■ DATA FOR THE TASK:
—————
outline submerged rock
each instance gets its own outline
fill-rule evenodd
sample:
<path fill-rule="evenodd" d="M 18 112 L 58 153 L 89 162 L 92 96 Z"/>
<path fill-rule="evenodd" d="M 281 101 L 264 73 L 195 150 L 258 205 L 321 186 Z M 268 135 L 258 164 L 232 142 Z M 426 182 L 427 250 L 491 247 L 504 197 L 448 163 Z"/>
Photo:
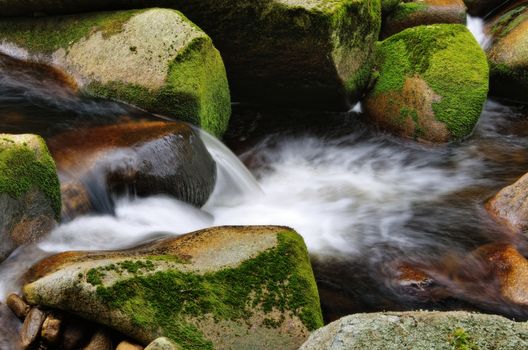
—————
■ WHAT YOU SHOULD DO:
Every record above must reappear exactly in the answer, minus its pictures.

■ ANSWER TO THE PROBLEM:
outline submerged rock
each instance gets its own outline
fill-rule evenodd
sample:
<path fill-rule="evenodd" d="M 18 112 L 58 153 L 89 162 L 92 96 Z"/>
<path fill-rule="evenodd" d="M 281 101 L 264 73 L 195 150 L 258 205 L 321 186 Z M 268 135 L 258 164 L 232 142 Z M 426 182 L 427 250 L 491 247 L 504 197 L 448 163 Z"/>
Photo:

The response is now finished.